start Excerpted data
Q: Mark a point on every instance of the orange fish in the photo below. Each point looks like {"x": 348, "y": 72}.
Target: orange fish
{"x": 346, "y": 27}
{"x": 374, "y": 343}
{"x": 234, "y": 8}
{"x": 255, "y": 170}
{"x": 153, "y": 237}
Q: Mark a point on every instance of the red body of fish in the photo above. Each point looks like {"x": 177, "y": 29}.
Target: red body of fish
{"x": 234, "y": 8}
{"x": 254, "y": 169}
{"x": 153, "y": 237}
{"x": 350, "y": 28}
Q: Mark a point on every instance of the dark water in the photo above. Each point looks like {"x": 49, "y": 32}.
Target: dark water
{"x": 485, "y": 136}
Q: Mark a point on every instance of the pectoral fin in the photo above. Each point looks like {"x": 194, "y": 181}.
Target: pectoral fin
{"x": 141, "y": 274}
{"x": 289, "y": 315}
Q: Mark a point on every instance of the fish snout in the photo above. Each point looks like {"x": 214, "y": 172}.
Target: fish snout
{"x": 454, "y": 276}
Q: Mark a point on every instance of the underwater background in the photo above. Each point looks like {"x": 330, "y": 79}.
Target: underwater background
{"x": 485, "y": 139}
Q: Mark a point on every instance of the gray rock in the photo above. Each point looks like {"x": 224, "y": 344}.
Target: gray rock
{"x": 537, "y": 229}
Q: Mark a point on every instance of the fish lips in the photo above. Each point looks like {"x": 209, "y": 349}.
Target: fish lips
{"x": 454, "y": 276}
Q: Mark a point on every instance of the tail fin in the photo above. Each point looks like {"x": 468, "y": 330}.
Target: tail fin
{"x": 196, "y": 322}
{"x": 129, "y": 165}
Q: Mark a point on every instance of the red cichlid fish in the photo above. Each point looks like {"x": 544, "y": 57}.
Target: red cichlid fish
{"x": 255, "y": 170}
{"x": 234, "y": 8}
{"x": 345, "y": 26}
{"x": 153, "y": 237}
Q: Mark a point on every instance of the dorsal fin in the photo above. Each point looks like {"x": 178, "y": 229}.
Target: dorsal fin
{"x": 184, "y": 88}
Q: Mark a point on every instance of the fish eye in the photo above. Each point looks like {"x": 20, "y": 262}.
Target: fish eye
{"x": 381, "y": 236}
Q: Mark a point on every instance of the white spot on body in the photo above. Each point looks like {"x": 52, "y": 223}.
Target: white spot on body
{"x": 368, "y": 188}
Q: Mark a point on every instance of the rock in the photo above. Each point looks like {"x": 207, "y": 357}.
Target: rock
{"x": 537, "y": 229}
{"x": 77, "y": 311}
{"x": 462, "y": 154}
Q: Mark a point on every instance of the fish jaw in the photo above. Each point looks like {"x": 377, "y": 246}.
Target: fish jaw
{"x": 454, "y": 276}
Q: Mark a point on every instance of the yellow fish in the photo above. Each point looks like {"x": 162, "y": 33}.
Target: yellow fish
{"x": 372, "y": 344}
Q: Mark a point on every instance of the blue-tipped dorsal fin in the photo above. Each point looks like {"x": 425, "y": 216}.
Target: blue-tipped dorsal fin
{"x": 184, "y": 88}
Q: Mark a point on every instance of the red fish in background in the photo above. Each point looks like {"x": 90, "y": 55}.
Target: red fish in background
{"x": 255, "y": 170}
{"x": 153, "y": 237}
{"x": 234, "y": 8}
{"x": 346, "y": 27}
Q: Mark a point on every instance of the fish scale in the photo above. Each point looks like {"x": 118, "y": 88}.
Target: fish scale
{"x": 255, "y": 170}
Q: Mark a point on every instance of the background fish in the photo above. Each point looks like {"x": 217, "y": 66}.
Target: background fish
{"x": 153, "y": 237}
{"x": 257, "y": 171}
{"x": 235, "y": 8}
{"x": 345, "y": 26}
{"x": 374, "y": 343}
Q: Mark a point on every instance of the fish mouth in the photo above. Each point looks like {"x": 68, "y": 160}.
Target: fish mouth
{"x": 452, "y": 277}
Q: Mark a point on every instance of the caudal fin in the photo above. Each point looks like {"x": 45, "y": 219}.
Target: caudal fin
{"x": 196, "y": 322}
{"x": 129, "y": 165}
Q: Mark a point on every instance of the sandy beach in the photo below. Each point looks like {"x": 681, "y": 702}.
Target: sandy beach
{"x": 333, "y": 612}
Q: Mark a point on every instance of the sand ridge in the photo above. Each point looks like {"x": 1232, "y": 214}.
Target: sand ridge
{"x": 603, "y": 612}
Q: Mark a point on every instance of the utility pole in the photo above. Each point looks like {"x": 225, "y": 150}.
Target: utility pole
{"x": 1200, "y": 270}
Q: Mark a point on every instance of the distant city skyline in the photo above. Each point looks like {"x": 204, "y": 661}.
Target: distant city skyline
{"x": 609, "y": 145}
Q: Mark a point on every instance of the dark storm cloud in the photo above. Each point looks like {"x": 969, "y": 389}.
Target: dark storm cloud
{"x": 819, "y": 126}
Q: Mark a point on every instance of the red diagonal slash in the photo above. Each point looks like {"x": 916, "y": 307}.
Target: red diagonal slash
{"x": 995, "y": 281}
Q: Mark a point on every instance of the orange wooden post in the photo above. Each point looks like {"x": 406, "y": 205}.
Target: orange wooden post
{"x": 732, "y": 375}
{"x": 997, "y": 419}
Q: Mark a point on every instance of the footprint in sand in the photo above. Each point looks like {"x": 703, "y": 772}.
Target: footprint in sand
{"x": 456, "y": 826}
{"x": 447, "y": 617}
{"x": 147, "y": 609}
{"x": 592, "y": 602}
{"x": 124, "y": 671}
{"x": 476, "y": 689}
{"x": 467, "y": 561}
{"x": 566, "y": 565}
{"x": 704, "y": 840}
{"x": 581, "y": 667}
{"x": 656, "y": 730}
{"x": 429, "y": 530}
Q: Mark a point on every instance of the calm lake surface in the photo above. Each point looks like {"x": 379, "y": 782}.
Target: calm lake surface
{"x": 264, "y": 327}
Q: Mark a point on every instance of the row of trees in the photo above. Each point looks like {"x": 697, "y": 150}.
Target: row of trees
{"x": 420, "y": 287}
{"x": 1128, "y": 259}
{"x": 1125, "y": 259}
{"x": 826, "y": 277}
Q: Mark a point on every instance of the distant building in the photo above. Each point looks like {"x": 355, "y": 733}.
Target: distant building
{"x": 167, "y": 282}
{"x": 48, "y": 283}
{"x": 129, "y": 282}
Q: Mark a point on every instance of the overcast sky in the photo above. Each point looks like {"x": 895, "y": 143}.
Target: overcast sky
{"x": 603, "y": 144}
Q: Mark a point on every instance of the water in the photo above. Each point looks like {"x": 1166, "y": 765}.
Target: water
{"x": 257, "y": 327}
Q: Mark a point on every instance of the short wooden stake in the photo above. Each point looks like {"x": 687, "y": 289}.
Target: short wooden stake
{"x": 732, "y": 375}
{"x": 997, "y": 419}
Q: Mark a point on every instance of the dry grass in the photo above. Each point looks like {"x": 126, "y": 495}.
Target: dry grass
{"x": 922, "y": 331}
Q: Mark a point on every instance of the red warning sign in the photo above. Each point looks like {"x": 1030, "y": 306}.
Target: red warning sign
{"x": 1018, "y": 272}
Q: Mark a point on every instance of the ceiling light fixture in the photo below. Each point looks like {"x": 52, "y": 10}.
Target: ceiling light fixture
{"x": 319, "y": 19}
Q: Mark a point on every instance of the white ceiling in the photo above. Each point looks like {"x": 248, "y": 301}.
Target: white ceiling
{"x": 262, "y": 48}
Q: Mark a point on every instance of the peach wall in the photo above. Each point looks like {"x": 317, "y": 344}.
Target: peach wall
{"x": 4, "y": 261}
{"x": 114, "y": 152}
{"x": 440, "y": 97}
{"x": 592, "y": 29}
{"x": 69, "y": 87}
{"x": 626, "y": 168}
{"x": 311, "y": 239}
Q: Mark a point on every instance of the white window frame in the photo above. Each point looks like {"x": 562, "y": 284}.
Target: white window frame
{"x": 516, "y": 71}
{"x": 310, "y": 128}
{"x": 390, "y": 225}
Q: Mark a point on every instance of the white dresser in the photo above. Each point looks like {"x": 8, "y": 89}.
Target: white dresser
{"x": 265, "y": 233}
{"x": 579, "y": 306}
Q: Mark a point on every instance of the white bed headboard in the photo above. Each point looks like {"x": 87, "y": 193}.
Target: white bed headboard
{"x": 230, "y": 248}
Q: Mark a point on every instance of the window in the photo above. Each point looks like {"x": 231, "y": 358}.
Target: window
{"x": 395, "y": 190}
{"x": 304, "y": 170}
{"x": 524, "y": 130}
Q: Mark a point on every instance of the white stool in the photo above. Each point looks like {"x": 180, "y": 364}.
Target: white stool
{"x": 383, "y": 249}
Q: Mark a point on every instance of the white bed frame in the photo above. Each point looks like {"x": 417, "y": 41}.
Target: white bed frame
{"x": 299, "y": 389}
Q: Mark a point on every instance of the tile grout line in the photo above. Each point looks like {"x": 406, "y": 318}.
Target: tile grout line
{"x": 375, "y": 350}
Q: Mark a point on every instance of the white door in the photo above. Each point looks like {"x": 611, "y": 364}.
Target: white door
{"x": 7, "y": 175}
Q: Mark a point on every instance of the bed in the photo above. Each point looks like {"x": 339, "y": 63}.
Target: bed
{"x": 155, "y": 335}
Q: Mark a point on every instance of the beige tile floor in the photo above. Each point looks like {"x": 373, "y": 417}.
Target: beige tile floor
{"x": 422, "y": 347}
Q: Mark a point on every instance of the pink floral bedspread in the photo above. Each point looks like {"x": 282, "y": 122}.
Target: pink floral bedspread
end Excerpted data
To be done =>
Reproduce the lines from the one containing "bed headboard in" through the end of the listing, inclusive, with the requests left in. Multiply each x and y coordinate in the answer points by 2.35 and round to the nearest whole number with halves rounded up, leaving the sample points inside the requests as they are.

Worked solution =>
Q: Mark a point on every instance of the white bed headboard in the photo above. Each point looks like {"x": 87, "y": 193}.
Target: white bed headboard
{"x": 541, "y": 583}
Q: Mark a point on every instance of the window in the photo above. Each point looks like {"x": 231, "y": 358}.
Target: window
{"x": 928, "y": 447}
{"x": 714, "y": 400}
{"x": 1231, "y": 306}
Q: Mark a point on every instance of the white stool in the photo above. Each point looks like {"x": 180, "y": 364}.
Target: white stool
{"x": 900, "y": 585}
Q: Mark a point on every instance of the white bed frame in the photo above. Each point looks like {"x": 417, "y": 41}.
Target: white bed frame
{"x": 703, "y": 914}
Q: Mark a point on every instance of the tile grout line in the photo above. Each point looks like {"x": 406, "y": 318}.
Target: tile grout line
{"x": 881, "y": 823}
Q: Mark a point on every instance of the white door in the photo above. Each point looks like {"x": 611, "y": 364}.
Target: white door
{"x": 16, "y": 411}
Q: Mark a point on every instance of the bed in the photo above. Each point looks like {"x": 339, "y": 63}.
Target: bed
{"x": 364, "y": 787}
Q: Mark a point on every instance of the beige tile floor in the photo above. Each point looks like {"x": 373, "y": 417}.
Target: beige tile floor
{"x": 992, "y": 815}
Q: Mark a point on every instance of the pink floral bedspread in the photo above. Each point looks like {"x": 282, "y": 122}.
Target: pink floral bedspread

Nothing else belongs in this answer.